Coordinate labeling data:
%%
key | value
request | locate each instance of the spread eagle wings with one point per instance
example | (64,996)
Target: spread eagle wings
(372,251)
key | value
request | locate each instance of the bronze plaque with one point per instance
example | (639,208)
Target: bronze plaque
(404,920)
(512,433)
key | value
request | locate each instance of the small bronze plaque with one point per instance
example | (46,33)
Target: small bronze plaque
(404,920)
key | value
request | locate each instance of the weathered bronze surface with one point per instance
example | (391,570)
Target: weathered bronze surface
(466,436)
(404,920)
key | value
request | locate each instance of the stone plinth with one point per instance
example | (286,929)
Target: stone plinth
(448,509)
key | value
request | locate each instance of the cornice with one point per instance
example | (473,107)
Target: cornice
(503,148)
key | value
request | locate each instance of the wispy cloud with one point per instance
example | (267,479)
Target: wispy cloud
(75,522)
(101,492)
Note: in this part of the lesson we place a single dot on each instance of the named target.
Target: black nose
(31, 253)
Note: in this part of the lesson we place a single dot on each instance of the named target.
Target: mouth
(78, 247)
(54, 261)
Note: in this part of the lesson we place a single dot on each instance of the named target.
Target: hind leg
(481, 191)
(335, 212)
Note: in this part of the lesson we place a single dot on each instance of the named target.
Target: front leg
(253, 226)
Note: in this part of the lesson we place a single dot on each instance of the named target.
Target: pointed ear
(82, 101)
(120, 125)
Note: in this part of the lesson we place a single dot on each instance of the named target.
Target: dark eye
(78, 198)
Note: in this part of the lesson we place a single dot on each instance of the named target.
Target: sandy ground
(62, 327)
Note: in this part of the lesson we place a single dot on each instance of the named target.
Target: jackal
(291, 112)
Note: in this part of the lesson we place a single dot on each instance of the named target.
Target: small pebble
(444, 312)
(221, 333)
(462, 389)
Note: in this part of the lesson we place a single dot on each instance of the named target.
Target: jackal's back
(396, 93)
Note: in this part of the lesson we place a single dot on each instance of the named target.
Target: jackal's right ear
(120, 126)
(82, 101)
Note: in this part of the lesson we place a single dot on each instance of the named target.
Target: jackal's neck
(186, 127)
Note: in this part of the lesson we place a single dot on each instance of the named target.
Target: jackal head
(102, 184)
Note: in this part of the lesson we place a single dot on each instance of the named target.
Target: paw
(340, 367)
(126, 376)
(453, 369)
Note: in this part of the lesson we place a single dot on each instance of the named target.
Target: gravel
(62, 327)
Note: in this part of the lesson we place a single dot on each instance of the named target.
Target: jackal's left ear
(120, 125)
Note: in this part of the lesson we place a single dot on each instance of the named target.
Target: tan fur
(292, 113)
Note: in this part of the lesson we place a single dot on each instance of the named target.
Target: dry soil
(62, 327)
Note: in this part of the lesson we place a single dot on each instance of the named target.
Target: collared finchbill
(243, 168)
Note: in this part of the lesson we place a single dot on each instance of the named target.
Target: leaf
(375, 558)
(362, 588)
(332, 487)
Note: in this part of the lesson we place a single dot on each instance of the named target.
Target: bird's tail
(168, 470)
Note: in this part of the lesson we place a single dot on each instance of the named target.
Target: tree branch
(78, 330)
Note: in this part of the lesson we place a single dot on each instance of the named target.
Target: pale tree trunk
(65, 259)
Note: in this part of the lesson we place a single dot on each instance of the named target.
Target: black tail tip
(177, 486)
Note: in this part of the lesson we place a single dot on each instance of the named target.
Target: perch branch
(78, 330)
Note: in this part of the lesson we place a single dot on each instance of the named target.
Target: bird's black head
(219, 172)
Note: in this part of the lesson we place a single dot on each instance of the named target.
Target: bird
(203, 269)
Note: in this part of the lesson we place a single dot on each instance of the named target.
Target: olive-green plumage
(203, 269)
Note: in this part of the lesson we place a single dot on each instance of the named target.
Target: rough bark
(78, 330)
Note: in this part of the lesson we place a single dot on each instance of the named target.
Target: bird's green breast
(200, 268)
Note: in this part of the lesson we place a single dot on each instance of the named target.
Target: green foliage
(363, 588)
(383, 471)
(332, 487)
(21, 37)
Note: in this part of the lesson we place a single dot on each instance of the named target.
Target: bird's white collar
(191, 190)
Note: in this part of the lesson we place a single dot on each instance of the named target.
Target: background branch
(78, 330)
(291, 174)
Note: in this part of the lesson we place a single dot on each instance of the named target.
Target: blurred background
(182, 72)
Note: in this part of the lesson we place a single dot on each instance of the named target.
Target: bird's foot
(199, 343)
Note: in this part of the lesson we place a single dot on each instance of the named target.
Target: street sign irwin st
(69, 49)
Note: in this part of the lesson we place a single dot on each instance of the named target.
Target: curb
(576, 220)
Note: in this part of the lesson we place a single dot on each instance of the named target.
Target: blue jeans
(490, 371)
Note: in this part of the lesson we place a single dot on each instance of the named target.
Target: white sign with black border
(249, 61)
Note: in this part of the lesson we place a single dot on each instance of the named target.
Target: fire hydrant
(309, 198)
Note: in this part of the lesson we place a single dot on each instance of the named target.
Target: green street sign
%%
## Task description
Determine how many of the lines above contain the string "head", with case taken into account, and give only that number.

## Problem solution
2